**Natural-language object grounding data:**
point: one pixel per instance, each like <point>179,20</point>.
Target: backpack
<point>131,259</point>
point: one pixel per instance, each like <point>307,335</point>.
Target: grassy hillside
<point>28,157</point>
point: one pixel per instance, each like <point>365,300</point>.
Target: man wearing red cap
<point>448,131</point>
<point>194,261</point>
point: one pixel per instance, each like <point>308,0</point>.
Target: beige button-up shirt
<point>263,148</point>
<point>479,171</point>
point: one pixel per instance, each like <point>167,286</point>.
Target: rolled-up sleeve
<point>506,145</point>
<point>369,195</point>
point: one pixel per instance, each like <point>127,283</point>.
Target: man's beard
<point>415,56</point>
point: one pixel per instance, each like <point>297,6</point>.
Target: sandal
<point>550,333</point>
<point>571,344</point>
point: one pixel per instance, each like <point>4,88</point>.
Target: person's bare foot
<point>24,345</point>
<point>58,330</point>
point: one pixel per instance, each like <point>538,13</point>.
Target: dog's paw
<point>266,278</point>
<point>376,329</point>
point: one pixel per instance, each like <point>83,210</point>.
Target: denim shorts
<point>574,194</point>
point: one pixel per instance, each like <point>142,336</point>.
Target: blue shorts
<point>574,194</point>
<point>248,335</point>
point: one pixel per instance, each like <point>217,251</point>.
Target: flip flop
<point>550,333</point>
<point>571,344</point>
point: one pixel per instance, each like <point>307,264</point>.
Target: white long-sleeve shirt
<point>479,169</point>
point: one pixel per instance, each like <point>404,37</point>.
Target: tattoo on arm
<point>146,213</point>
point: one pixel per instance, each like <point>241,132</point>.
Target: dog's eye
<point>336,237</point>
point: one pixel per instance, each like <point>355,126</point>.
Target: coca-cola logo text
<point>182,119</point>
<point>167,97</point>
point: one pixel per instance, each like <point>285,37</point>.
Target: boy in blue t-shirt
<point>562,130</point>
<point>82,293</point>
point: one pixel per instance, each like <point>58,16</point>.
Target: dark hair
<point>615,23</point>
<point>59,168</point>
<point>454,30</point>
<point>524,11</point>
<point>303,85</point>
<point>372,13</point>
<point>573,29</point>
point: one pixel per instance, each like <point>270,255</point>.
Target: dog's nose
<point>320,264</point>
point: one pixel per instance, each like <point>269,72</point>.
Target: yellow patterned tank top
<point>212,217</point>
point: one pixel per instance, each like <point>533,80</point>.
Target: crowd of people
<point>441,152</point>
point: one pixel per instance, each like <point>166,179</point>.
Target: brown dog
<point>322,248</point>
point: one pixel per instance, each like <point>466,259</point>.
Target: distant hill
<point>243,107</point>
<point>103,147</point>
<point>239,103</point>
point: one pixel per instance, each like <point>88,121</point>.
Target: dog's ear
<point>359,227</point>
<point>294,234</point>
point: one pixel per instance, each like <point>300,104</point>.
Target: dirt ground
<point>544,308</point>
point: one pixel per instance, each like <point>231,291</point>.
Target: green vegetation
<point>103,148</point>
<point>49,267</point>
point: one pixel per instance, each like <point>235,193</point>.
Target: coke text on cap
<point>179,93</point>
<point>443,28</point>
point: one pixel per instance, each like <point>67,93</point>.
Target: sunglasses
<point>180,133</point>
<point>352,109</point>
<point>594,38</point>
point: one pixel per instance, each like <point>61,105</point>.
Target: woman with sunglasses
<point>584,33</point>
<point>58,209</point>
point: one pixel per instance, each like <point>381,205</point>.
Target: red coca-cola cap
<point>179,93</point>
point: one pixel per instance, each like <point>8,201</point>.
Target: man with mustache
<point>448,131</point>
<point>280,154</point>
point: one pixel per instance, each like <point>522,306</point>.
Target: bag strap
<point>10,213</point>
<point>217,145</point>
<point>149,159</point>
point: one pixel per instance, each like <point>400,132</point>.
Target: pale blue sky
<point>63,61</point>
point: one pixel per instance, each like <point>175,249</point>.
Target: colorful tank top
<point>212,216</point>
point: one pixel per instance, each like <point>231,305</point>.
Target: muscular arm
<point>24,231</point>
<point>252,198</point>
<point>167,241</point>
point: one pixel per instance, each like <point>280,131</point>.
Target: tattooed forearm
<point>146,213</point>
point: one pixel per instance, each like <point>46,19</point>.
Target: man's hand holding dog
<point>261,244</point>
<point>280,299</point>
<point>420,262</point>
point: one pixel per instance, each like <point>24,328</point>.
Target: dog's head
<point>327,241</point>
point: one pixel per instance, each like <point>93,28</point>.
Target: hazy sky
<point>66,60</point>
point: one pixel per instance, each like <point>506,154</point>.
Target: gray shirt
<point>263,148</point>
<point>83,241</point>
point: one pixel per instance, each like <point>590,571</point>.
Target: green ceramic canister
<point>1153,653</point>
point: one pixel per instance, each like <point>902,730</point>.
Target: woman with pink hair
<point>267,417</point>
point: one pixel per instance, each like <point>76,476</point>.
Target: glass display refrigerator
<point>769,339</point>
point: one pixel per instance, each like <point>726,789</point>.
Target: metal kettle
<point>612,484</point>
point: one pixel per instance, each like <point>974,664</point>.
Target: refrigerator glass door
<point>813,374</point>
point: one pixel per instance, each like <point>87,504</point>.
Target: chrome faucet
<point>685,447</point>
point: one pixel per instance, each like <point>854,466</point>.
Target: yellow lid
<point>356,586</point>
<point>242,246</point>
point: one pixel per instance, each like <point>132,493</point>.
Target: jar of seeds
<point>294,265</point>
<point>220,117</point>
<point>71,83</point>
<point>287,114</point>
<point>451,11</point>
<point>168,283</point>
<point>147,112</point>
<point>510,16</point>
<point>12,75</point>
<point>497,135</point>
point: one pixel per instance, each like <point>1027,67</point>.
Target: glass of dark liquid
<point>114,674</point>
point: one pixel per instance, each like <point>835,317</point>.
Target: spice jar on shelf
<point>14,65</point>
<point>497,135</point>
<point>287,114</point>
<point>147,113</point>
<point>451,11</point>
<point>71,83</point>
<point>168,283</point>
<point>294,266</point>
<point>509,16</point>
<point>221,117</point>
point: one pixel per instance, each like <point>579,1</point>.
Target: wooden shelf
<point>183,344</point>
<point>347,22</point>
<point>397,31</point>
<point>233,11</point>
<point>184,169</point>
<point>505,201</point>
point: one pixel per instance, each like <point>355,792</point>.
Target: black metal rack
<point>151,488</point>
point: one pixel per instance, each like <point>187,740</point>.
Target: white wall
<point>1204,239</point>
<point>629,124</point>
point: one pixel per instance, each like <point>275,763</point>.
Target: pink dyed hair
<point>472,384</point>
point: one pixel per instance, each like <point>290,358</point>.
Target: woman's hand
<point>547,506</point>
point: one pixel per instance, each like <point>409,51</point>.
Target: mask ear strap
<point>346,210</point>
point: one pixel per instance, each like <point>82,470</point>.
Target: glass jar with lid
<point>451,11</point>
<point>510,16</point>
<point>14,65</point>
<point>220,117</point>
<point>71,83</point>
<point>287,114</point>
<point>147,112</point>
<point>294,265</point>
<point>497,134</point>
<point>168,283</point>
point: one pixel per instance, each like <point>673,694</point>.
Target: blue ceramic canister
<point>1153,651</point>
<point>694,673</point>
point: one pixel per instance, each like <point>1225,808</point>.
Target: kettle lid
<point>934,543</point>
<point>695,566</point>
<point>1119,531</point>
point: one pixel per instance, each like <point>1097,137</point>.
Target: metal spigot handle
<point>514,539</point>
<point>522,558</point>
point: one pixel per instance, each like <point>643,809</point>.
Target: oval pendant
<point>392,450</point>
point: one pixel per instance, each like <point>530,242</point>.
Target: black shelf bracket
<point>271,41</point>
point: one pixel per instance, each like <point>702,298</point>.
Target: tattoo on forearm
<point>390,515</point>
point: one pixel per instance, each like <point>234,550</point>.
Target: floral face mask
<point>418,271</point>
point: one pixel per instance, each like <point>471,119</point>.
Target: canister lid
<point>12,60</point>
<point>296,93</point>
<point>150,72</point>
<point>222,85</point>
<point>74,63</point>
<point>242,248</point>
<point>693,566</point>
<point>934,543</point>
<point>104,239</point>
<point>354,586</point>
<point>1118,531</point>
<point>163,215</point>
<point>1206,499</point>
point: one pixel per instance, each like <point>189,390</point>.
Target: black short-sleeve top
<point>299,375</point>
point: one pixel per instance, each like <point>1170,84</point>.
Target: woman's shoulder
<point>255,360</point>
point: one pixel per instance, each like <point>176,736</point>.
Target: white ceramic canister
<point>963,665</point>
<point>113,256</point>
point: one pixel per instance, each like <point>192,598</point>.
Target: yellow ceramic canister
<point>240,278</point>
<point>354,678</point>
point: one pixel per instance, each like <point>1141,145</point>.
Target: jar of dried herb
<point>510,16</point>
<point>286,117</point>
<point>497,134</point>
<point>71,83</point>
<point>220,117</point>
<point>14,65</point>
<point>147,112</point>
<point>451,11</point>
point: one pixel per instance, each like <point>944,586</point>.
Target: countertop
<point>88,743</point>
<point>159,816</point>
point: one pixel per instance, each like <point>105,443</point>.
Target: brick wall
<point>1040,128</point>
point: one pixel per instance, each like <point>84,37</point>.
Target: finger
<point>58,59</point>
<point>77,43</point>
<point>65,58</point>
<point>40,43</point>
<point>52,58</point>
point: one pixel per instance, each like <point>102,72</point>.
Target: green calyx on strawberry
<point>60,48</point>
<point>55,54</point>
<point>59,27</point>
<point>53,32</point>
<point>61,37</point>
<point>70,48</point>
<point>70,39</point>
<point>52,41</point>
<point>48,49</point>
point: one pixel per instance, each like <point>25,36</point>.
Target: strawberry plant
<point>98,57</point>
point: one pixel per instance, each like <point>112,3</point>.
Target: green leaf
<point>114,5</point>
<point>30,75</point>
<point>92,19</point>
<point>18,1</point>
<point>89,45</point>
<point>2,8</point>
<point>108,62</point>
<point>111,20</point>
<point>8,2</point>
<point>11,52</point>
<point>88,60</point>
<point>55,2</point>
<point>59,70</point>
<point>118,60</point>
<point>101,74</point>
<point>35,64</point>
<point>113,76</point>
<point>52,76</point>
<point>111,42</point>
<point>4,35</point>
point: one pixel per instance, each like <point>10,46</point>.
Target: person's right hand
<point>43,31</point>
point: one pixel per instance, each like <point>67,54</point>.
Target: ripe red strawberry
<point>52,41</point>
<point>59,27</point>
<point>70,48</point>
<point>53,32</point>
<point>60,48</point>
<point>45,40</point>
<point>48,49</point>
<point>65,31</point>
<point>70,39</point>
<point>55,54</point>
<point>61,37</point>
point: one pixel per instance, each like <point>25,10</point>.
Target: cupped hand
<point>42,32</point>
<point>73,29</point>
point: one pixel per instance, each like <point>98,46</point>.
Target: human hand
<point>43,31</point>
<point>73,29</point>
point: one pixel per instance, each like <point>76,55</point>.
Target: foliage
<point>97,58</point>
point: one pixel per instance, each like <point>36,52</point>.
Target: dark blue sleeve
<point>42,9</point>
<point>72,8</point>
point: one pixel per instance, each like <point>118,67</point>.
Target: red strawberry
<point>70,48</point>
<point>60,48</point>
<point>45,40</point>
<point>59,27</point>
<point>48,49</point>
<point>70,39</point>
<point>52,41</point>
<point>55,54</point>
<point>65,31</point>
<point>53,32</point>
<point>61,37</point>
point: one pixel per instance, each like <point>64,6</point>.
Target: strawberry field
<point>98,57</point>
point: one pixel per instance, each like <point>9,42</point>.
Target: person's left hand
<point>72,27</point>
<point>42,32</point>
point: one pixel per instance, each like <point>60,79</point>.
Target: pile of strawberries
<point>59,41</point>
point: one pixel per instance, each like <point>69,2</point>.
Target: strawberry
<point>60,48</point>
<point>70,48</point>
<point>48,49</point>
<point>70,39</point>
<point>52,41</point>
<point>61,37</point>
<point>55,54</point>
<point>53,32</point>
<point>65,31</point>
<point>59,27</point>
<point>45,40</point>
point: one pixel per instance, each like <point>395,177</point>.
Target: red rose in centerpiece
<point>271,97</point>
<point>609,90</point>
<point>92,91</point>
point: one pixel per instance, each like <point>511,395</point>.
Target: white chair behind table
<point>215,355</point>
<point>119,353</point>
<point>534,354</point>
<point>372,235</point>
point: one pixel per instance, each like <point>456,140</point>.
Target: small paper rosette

**AIM OF THE TASK:** Return exactly the lines above from the line that has "Target: bag strap" through the line that has "point: one pixel per instance, each like <point>590,571</point>.", inclusive, and nothing else.

**OUTPUT FOR THIS TASK:**
Target: bag strap
<point>10,213</point>
<point>217,145</point>
<point>149,159</point>
point: one pixel per instance, each like <point>400,132</point>.
Target: pale blue sky
<point>63,61</point>
point: one pixel per instance, each like <point>175,249</point>.
Target: colorful tank top
<point>212,216</point>
point: one pixel per instance, each like <point>231,305</point>.
Target: muscular arm
<point>24,231</point>
<point>252,198</point>
<point>167,241</point>
point: one pixel per instance, each like <point>280,131</point>.
Target: tattooed forearm
<point>146,213</point>
point: one pixel per instance, each like <point>46,19</point>.
Target: man's hand holding dog
<point>261,244</point>
<point>280,299</point>
<point>420,262</point>
point: one pixel per instance, each like <point>24,328</point>.
Target: dog's head
<point>327,241</point>
point: one pixel per instance, each like <point>93,28</point>.
Target: hazy sky
<point>66,60</point>
point: one pixel per instance, each like <point>506,154</point>.
Target: gray shirt
<point>263,148</point>
<point>83,241</point>
point: one pixel per instance, each like <point>590,571</point>.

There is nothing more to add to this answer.